◆ Given instruction: Rewrite all of the entries below with "most central within" swapped in for every "deepest inside", keeping everything else unchanged. Leave out the pictures.

§ §

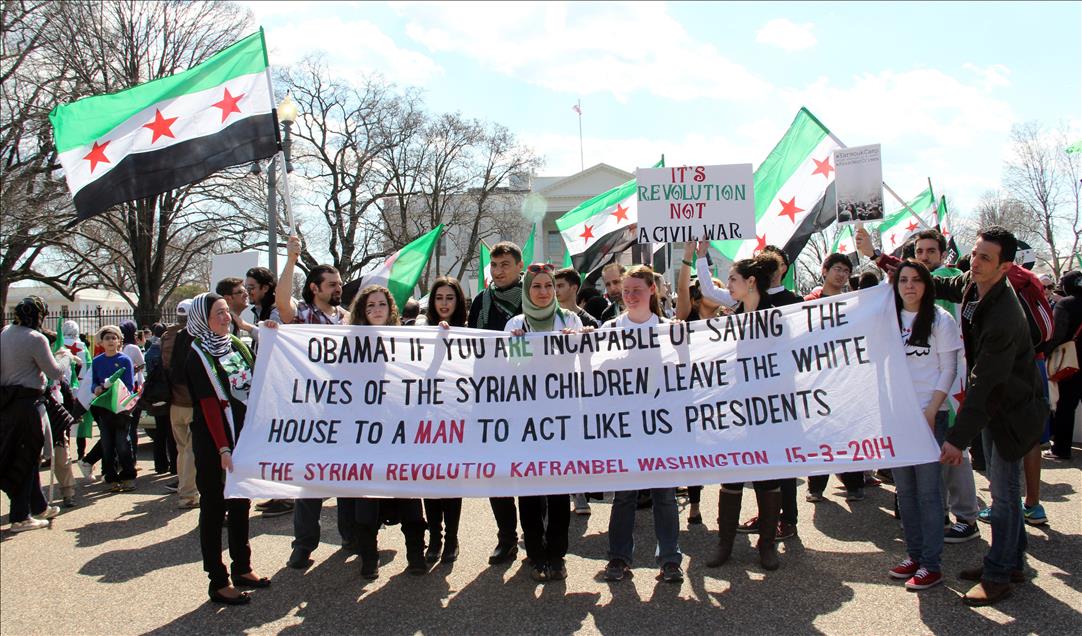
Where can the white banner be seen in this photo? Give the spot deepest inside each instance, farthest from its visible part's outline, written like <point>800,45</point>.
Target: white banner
<point>410,411</point>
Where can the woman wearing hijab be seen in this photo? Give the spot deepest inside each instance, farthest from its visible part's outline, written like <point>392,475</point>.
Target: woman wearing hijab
<point>219,373</point>
<point>24,367</point>
<point>545,543</point>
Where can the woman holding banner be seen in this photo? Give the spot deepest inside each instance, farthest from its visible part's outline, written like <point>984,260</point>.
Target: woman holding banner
<point>374,306</point>
<point>749,283</point>
<point>932,341</point>
<point>447,306</point>
<point>545,543</point>
<point>219,372</point>
<point>642,309</point>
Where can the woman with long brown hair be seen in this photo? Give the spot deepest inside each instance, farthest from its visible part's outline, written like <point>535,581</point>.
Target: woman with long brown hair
<point>447,307</point>
<point>375,306</point>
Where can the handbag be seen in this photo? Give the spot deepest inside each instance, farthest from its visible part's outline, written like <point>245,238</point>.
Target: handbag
<point>1064,361</point>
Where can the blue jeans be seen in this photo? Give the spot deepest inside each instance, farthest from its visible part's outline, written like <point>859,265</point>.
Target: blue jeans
<point>306,521</point>
<point>665,526</point>
<point>116,445</point>
<point>921,502</point>
<point>1007,550</point>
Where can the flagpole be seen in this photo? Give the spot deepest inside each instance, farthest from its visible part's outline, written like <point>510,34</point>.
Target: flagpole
<point>578,109</point>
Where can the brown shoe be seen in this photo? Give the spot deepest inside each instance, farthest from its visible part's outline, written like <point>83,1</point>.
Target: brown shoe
<point>986,593</point>
<point>1017,577</point>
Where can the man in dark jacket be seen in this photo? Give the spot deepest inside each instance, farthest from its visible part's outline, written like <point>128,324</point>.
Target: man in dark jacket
<point>1003,395</point>
<point>491,309</point>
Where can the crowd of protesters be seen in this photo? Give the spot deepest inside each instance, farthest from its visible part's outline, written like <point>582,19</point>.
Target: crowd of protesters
<point>986,325</point>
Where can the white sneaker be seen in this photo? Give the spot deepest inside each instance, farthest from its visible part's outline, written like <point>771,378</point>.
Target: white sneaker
<point>50,513</point>
<point>87,469</point>
<point>30,524</point>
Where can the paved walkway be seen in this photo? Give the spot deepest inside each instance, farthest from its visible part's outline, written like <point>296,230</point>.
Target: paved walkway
<point>126,564</point>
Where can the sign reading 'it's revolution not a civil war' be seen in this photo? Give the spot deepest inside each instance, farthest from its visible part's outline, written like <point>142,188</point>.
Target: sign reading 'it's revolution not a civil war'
<point>694,202</point>
<point>409,411</point>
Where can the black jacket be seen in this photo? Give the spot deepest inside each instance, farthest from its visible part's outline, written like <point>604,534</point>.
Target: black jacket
<point>1003,389</point>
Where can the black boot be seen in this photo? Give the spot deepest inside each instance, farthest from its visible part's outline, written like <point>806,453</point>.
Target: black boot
<point>416,562</point>
<point>728,515</point>
<point>769,506</point>
<point>369,552</point>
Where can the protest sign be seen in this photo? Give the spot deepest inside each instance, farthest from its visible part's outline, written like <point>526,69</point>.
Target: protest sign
<point>694,202</point>
<point>858,182</point>
<point>408,411</point>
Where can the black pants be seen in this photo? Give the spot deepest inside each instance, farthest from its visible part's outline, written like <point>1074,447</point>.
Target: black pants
<point>766,486</point>
<point>165,446</point>
<point>788,501</point>
<point>1063,421</point>
<point>213,506</point>
<point>545,542</point>
<point>443,516</point>
<point>503,509</point>
<point>852,481</point>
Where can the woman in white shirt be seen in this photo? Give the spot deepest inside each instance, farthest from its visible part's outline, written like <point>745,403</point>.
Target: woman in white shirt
<point>932,340</point>
<point>545,542</point>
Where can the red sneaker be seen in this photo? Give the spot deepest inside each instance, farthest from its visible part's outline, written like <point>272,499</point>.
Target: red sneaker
<point>905,569</point>
<point>923,580</point>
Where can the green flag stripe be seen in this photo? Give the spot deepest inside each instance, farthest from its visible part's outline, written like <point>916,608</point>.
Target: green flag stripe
<point>791,151</point>
<point>87,120</point>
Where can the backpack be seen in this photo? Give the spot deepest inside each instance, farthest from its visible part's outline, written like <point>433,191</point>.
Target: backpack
<point>1038,310</point>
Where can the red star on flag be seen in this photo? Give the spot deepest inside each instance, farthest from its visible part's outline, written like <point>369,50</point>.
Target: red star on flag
<point>96,156</point>
<point>822,168</point>
<point>228,104</point>
<point>789,209</point>
<point>160,126</point>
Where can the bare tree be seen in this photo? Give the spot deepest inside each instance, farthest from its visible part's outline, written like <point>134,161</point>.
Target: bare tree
<point>342,148</point>
<point>1040,175</point>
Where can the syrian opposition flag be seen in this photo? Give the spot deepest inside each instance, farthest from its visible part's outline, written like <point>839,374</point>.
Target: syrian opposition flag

§ §

◆ Complete response:
Where can the white banner be seen in this photo? Give the spot most central within each instance, farthest from its visible part's outline, written like <point>800,45</point>.
Target: white banner
<point>410,411</point>
Where can the woman wearing hijab be seen in this photo? Give the spot most central within each instance, farthest from its visible part's outline, written like <point>392,475</point>.
Target: woman wearing hijab
<point>219,373</point>
<point>24,367</point>
<point>545,543</point>
Where can the woman holding banner be seen in this photo? Give the spot most central within each instance, farthest from its visible part's outline, written like <point>984,260</point>.
Target: woman holding banner
<point>374,306</point>
<point>749,283</point>
<point>932,341</point>
<point>447,306</point>
<point>545,543</point>
<point>219,372</point>
<point>642,309</point>
Where can the woman with long brown hair be seen in this photo? Give the spot most central within each instance, farthest from its visible part's outline, written like <point>535,581</point>.
Target: woman with long brown hair
<point>447,307</point>
<point>375,306</point>
Where can the handbag be seen in this photo? Give the spot most central within each instance, farthest from its visible part's outline, written like <point>245,238</point>.
Target: handbag
<point>1064,361</point>
Where can the blue jeans be seen in this photo? Give the spot most central within each instance, farthest from its visible part's outline, written like <point>859,265</point>.
Target: blue jeans
<point>306,521</point>
<point>665,526</point>
<point>116,445</point>
<point>921,502</point>
<point>1007,550</point>
Where can the flagpole be seen in this photo? Give the spot most central within each instance, farthest from its visible part's outline, written like <point>510,34</point>.
Target: flagpole
<point>578,109</point>
Where can the brown shoe be seen in this photo? Give the spot most central within each instance, farthest from its visible part's outline, written like <point>83,1</point>.
Target: brown shoe
<point>986,593</point>
<point>1017,577</point>
Where can the man in dark jacket be seen in this photo? Give the spot most central within each instance, farthest from its visible part's outline, written like <point>128,324</point>.
Target: man in dark jacket
<point>1003,395</point>
<point>491,309</point>
Where can the crowd of protesters be seen in this photo? Give the spot most central within each instance, farthest from its visible part's outline, written like <point>582,19</point>.
Target: crowd of protesters
<point>986,325</point>
Where can the white sneaker be seen in this photo? Give the spot most central within each instance, farthest from its visible part's outline, written like <point>771,378</point>.
Target: white sneaker
<point>50,513</point>
<point>87,469</point>
<point>30,524</point>
Where can the paved walkway be seen in this photo? Give the spot most central within each instance, farthest from its visible part's outline, written like <point>296,230</point>.
Target: paved walkway
<point>126,564</point>
Where can the sign reading 'it's revolution not a civil war' be seen in this photo? Give the spot most central within each instance, farthest from its visible part's outline, written like <point>142,188</point>.
Target: sign reading 'it's revolution not a civil war'
<point>694,202</point>
<point>409,411</point>
Where can the black jacket be seen in this photo? Give the spot most central within each instance, farthest from its visible part's outline, written like <point>604,534</point>.
Target: black jacket
<point>1003,389</point>
Where can the black boot be seen in this photo? Give the spot most central within each instance, farthest from its visible part's outline, written like <point>806,453</point>.
Target: black boot
<point>416,562</point>
<point>728,515</point>
<point>769,506</point>
<point>369,552</point>
Where can the protest sign be seen in this photo? Give the spot most central within each instance, farthest from its visible part's outline, written like <point>526,69</point>.
Target: protest sign
<point>694,202</point>
<point>858,182</point>
<point>408,411</point>
Where can the black pants be seen in this photo? Give the spot most central within each instance, farthest from its visible part's outline, written like <point>1074,447</point>.
Target: black pants
<point>766,486</point>
<point>165,446</point>
<point>788,501</point>
<point>1063,421</point>
<point>213,506</point>
<point>545,542</point>
<point>443,516</point>
<point>503,509</point>
<point>852,481</point>
Where can the woman in white shirt be seen in this photo? Give the spot most central within each instance, farthest from its visible part's outline, written like <point>745,403</point>.
Target: woman in white shirt
<point>932,340</point>
<point>545,542</point>
Where can the red sneaker be seen in this photo? Give the spot most central within each instance, farthest from its visible part's outline, written like <point>272,499</point>.
Target: red sneaker
<point>905,569</point>
<point>923,580</point>
Where can the green flag stripe be seen in this photo? Give the spot most central within each instance, farthest from its visible part's outline, written like <point>916,608</point>.
Target: green flag stripe
<point>791,151</point>
<point>87,120</point>
Where can the backpack be seen in this photo? Give the spot most central within each instance, farthest from its visible part's outline, written like <point>433,191</point>.
Target: backpack
<point>1038,310</point>
Where can the red star on flag be seen in this photo? Give the spot most central within each instance, farthest from its visible part's outline, written like <point>369,50</point>.
Target: red star on flag
<point>96,156</point>
<point>822,168</point>
<point>228,104</point>
<point>789,209</point>
<point>160,126</point>
Where can the bare tree be seen in this photo? Give the spot most central within each instance, farthest from its visible part's outline, written like <point>134,161</point>.
Target: bare tree
<point>342,148</point>
<point>1040,175</point>
Where can the syrian opposition flag be seen in this photo? Give the spot most central within each instance, farthest from its visible part's outline, written like <point>839,374</point>.
Target: syrian opposition flag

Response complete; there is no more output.